**Required tasks**:
a) Rewrite the passage on sustainable intensification, beginning at the words "Within high-income countries" and stopping after "et al. 2013).", with "carbon audits" replaced by "soil testing".
b) Write the next part of the passage on sustainable intensification, picking up after its final sentence.
(Beginning of Provided passage)
Within high-income countries incentives to adopt new technology are also muted through high subsidy regimes (Just and Zilberman 1983; Just and Pope 2002; Rehman et al. 2003). Stricter cross-compliance measures could meet some goals of SI, such as maintaining permanent pastures or ecological set-aside proposed in the latest round of CAP reform (European Commission 2013). These may be cost-effective measures for increasing awareness of sustainability goals which would then lead to greater adoption of sustainable intensive technologies. Accordingly, translation of SI through technology, such as carbon audits, and the wider generation of cultural and social capital it brings may help create a shift towards full technical potential (Burton et al. 2008; Moran et al. 2013).

Assembling technologies under the sustainable intensification banner can be contentious as there are definitional boundaries on what SI is and what it offers the debate on food security, climate change and the natural and social environment. Ultimately, there are a range of techniques and technologies which move towards this dual horizon of ensuring sustainability and allowing greater yield growth. Enabling this potential, by optimising policy to accelerate movement towards full-scale technical potential, requires significant investment and restructuring of regulatory frameworks. Hence, whilst a normative framework can be developed full-scale technical potential does not seem achievable purely through the mechanism of investment in research and technology. This is because there are significant barriers, uncertainties and sensitivities in the application of these technologies throughout the global food system. Furthermore, knowledge of the interaction of these technologies within a heterogeneous farming system is somewhat limited and context dependant (MacLeod et al. 2010; MacLeod 2015). Prescribing region-specific solutions is therefore limited by the biophysical, as well as the sociopolitical characterisation of these regions. In addition to the stochastic nature of farming, the diversity of opinion towards production and the concentration of market power along the food supply chain presents high hurdles to market-led economies wishing to develop cooperation along a supply chain.
(End of Provided passage)
(Beginning of Excerpted records)
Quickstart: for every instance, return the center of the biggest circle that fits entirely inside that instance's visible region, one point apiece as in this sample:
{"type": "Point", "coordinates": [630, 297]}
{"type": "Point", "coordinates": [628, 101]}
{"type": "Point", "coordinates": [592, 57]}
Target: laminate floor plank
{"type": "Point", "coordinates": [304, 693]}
(End of Excerpted records)
**Results in order**:
a)
Within high-income countries incentives to adopt new technology are also muted through high subsidy regimes (Just and Zilberman 1983; Just and Pope 2002; Rehman et al. 2003). Stricter cross-compliance measures could meet some goals of SI, such as maintaining permanent pastures or ecological set-aside proposed in the latest round of CAP reform (European Commission 2013). These may be cost-effective measures for increasing awareness of sustainability goals which would then lead to greater adoption of sustainable intensive technologies. Accordingly, translation of SI through technology, such as soil testing, and the wider generation of cultural and social capital it brings may help create a shift towards full technical potential (Burton et al. 2008; Moran et al. 2013).

b)
Sustainable intensification is mostly focused on land scarcity. This is no surprise as the main driver behind SI’s popularity has been the golden thread of “feeding a population of 9 billion and upward in 2050 on limited agricultural land”. However, traditionally the uptake of technologies implies a substitution of labour with capital. Encouraging the embodiment of human capital with respect to the knowledge and learning required to sustain a system and also allow adaptation should therefore be more prominent in the desired outcomes within the SI rhetoric.

Conclusions

Setting a clear goal for food security provides a horizon and trajectory for research and food policy. A variety of supply side and demand side interventions can be employed to enable a shift from current adoption towards full-scale technical potential. Modelling and measurement of impacts within target regions should be assisted by the application of the framework proposed here to screen interventions before detailed cost-effectiveness and reductions of social risk be estimated. Applying the framework across both developed and developing regions should provide a range of mixtures for regional intervention logic.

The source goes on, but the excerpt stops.